Segment Start: Dataset records

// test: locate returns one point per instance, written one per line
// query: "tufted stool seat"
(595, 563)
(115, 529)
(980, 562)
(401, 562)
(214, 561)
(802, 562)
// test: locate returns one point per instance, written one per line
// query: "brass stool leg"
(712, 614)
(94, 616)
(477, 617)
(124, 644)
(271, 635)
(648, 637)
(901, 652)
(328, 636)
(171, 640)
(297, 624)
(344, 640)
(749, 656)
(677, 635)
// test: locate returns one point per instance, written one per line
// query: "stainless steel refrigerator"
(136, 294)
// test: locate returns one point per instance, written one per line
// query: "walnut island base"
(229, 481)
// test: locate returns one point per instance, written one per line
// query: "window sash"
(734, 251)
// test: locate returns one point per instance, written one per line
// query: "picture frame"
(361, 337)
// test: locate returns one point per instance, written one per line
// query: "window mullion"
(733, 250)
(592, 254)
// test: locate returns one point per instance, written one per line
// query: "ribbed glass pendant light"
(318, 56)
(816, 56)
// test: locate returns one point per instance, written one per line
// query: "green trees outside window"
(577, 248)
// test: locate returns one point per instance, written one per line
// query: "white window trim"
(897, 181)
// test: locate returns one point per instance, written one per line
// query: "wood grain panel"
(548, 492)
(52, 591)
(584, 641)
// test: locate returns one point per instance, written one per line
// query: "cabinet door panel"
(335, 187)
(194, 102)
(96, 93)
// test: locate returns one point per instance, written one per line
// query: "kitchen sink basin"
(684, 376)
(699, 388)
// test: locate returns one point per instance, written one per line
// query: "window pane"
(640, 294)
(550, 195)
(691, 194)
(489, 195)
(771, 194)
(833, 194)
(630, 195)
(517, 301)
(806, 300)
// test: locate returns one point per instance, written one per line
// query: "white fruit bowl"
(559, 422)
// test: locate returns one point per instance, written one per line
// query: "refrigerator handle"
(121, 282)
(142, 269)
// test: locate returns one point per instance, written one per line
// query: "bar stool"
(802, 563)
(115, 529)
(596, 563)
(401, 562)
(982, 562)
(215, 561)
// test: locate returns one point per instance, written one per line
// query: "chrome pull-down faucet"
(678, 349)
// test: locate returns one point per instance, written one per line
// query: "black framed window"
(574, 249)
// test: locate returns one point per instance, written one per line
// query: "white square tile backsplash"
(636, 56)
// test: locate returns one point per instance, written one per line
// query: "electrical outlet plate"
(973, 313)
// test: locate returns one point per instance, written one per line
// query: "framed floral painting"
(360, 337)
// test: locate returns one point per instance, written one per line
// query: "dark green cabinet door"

Segment End: Dataset records

The answer is every entry, repeated word for word.

Response for this exercise ▸
// test: locate returns one point per instance, written one per line
// query: "tufted stool seat"
(595, 563)
(115, 529)
(980, 562)
(401, 562)
(214, 561)
(802, 562)
// test: locate returns one point per instance, written one per line
// query: "brass stool leg"
(712, 614)
(94, 616)
(477, 617)
(124, 644)
(271, 635)
(648, 637)
(901, 652)
(328, 636)
(171, 640)
(297, 624)
(344, 640)
(749, 656)
(677, 635)
// test: locate returns one point per instance, written one per line
// query: "stainless steel refrigerator"
(136, 294)
// test: locate returns one point per instance, written one per line
// query: "walnut island base"
(229, 481)
// test: locate returns one point per instance, written one per line
// query: "window sash"
(734, 251)
// test: locate returns one point per instance, written one per line
// query: "picture frame"
(361, 337)
// test: locate returns one point per instance, written one per line
// query: "window mullion"
(733, 250)
(592, 254)
// test: locate returns one point per instance, written one per line
// query: "ribbed glass pendant light"
(318, 56)
(816, 56)
// test: locate returns one point per instance, written one per line
// query: "green trees outside window"
(577, 248)
// test: locate returns one point per instance, written one per line
// query: "white window trim"
(897, 181)
// test: locate returns one point per instance, written one per line
// query: "wood grain panel"
(548, 492)
(52, 591)
(584, 641)
// test: locate returns one point per instance, written one per line
// query: "cabinet door panel"
(335, 187)
(194, 102)
(96, 93)
// test: locate returns one point per instance, written one per line
// query: "kitchen sink basin"
(684, 376)
(699, 388)
// test: locate returns one point per instance, written one per line
// query: "window pane"
(640, 294)
(550, 195)
(691, 194)
(489, 195)
(771, 194)
(833, 194)
(630, 195)
(517, 301)
(806, 300)
// test: locate returns one point per instance, written one per line
// query: "white fruit bowl"
(559, 422)
// test: locate returns one point per instance, written one per line
// query: "refrigerator handle"
(121, 282)
(142, 269)
// test: locate returns one point per instance, written one per line
// query: "bar stool"
(802, 563)
(115, 529)
(596, 563)
(401, 562)
(982, 562)
(215, 561)
// test: locate returns one point per instance, written one per line
// query: "chrome pull-down faucet"
(678, 349)
// test: locate returns one point per instance, written one per line
// query: "black framed window"
(574, 249)
// test: locate returns one point per instance, written one per line
// query: "white square tile backsplash"
(636, 56)
// test: locate returns one point per instance, written one per line
// query: "electrical outlet plate"
(973, 313)
// test: locate returns one point per instance, written one per line
// query: "framed floral painting"
(360, 337)
// test: locate returns one point per instance, written one per line
// query: "dark green cabinet door"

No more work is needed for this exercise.